What the task requires
Could you output all of the records below exactly as they appear?

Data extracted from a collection
↓↓↓
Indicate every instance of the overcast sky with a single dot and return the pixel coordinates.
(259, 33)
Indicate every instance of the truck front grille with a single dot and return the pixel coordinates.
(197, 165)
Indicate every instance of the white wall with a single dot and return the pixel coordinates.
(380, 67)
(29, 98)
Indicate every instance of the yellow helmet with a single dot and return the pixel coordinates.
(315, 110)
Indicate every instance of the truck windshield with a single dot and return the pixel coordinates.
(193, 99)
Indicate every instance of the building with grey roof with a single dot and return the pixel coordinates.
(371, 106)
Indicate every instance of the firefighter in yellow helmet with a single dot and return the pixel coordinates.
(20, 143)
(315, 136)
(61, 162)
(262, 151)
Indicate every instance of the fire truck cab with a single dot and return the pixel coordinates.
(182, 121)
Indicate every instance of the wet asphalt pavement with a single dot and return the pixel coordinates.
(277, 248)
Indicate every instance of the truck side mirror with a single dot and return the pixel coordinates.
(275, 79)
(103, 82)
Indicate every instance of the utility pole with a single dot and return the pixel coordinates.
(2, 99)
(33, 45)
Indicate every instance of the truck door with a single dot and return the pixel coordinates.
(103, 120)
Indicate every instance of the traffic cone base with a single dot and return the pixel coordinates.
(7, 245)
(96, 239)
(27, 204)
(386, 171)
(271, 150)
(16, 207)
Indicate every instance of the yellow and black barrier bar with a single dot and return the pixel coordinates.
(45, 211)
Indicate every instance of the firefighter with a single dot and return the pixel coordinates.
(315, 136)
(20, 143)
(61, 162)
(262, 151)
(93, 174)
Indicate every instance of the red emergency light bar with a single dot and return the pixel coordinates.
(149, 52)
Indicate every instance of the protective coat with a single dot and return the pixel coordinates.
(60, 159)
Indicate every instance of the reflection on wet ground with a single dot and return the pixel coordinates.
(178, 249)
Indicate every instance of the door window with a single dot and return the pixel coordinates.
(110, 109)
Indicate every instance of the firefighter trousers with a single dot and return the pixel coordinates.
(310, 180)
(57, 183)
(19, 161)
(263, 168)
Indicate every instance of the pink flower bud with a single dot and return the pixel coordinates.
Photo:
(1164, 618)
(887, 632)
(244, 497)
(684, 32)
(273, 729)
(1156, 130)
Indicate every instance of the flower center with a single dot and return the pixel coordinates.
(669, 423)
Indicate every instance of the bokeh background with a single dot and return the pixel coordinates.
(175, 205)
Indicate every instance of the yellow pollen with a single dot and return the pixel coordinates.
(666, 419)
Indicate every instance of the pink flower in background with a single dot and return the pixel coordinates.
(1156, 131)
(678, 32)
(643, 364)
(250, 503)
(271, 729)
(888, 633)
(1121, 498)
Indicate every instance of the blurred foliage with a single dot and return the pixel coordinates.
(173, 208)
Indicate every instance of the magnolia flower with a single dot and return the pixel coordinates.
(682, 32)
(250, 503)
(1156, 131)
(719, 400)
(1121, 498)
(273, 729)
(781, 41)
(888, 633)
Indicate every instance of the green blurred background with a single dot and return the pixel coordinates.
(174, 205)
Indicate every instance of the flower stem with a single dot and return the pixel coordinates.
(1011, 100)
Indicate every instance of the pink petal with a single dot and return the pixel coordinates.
↑↑↑
Solution for this exercise
Indicate every instance of the overcast sky with a single dot and return the pixel coordinates.
(259, 33)
Indicate every instance of the truck front grille with a single dot and return the pixel coordinates.
(197, 165)
Indicate every instance of the white wall with a single dot and return the pixel coordinates.
(380, 67)
(29, 98)
Indicate every instance of the yellow helmet with a single dot and return the pixel coordinates.
(315, 110)
Indicate every instance of the truck windshield with a single dot and return the pixel coordinates.
(193, 99)
Indicate every instance of the building with grey roof with a single dot and return the pixel coordinates.
(371, 106)
Indicate every instance of the firefighter in yellow helmet with a single dot and return the pixel coordinates.
(20, 143)
(315, 136)
(61, 162)
(262, 151)
Indicate every instance of the fire truck cab with a single dot and return the pixel coordinates.
(182, 121)
Indicate every instance of the wet asphalt pavement with a single dot and return the pixel coordinates.
(277, 248)
Indicate every instance of the truck side mirror with a single dot and return the pixel coordinates.
(275, 79)
(103, 82)
Indicate every instance of the utility pole with a single dot and return the pixel coordinates.
(2, 99)
(33, 45)
Indicate every instance of the truck door with a single dot and return the pixel coordinates.
(103, 120)
Indicate every instance of the traffic cone base with a single dot and return the pixel coordinates.
(7, 245)
(96, 239)
(27, 204)
(386, 171)
(271, 150)
(16, 207)
Indicate every instance of the yellow and black barrier bar with a single dot and return the pixel coordinates.
(45, 211)
Indicate every instance of the firefighter with a single dot and return the pixel coordinates.
(315, 136)
(20, 143)
(61, 162)
(262, 151)
(93, 174)
Indicate every instance of the red emergency light bar with a single dot and return the pixel coordinates.
(149, 52)
Indicate every instance of the protective coat with a single dot and return the pixel coordinates.
(60, 159)
Indicate every instance of the reflection on wet ground with a single dot and return the pixel coordinates.
(178, 249)
Indicate every instance of the door window with a single dot and return the pixel coordinates.
(110, 109)
Indicate every instance of the firefighter trousers with a single dot and return the pixel coordinates.
(310, 180)
(57, 183)
(19, 161)
(263, 168)
Indicate every instance of the pink flower bud with a single dot and return the pixel coordinates.
Photo:
(1164, 618)
(887, 632)
(244, 497)
(684, 32)
(273, 729)
(1156, 130)
Indicate every instance of the flower center with a single dot and return the pixel coordinates.
(669, 423)
Indicate every instance of the bokeh background with a single dot and return the pixel coordinates.
(175, 205)
Indicate every instance of the yellow pollen with a single dot and return the pixel coordinates.
(666, 419)
Indicate every instance of the pink flower in background with a single dot and return the pixel coordinates.
(1156, 131)
(678, 32)
(643, 364)
(250, 503)
(271, 729)
(888, 633)
(1121, 498)
Indicate every instance of the blurred foliage with a single dot and return the pixel coordinates.
(173, 208)
Indicate every instance of the magnolia flower with a single dot and return the pixel coordinates.
(682, 32)
(250, 503)
(1156, 131)
(719, 400)
(1121, 498)
(273, 729)
(781, 41)
(888, 633)
Indicate every instance of the green blurred background with a single dot and return the pixel coordinates.
(174, 205)
Indicate every instance of the flower stem with a single dot and return the pixel coordinates.
(1011, 100)
Indicate every instance of the pink petal with a single dot and return the pixel coordinates.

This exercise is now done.